> **READING PASSAGE**

** Start **

You're reading: Saakashvili team seeks to revolutionize public relations policy

ODESA, Ukraine - Seeing an oblast governor out and about on the streets of their hometown, being able to ask him any question they want, and even just shaking hands with him was a novel experience for most of the residents of Odesa Oblast.

But this is a
practice that ex-Georgian President Mikheil Saakashvili, who was appointed to
head the region in May, has now made routine. It contrasts sharply with the
secretive, Soviet-style behavior of most other Ukrainian top officials up until
now.

Saakashvili’s
efforts to introduce a more transparent, open government are aimed at selling
the reform message to the public and getting grass-roots support for the
radical changes he’s trying to push through.

** End **

Using the article on Saakashvili's public relations approach, answer:
1. In what month was Saakashvili appointed to head the region?
2. What office did Saakashvili hold before this appointment?
3. What are his efforts toward a more transparent, open government aimed at?

Rows of box annotation data:
** Start **

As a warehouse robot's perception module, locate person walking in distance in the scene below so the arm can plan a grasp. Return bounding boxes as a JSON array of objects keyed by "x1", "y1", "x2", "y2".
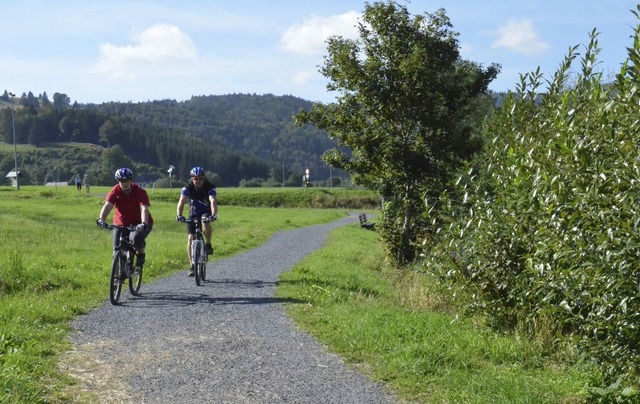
[
  {"x1": 96, "y1": 168, "x2": 153, "y2": 268},
  {"x1": 176, "y1": 167, "x2": 218, "y2": 276},
  {"x1": 82, "y1": 174, "x2": 91, "y2": 193}
]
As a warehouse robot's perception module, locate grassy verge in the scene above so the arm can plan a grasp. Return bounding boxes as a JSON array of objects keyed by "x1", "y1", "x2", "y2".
[
  {"x1": 0, "y1": 186, "x2": 345, "y2": 403},
  {"x1": 277, "y1": 226, "x2": 592, "y2": 403}
]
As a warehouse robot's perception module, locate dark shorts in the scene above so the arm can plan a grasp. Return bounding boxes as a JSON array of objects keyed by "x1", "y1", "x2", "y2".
[
  {"x1": 187, "y1": 213, "x2": 211, "y2": 234},
  {"x1": 113, "y1": 224, "x2": 153, "y2": 250}
]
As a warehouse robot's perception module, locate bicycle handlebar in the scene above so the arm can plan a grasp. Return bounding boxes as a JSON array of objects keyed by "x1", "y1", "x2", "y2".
[
  {"x1": 178, "y1": 216, "x2": 215, "y2": 223},
  {"x1": 104, "y1": 224, "x2": 136, "y2": 231}
]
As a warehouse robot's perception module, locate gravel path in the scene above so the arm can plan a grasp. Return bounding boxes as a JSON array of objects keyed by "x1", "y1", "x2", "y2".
[{"x1": 65, "y1": 216, "x2": 396, "y2": 403}]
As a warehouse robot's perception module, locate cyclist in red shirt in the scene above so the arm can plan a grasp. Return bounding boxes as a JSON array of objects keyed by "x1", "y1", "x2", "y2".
[{"x1": 96, "y1": 168, "x2": 153, "y2": 268}]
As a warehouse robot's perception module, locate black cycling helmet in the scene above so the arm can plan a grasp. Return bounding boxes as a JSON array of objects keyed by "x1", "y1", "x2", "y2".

** End **

> **TASK OUTPUT**
1. May.
2. President of Georgia.
3. Selling the reform message to the public and getting grass-roots support for the radical changes he's trying to push through.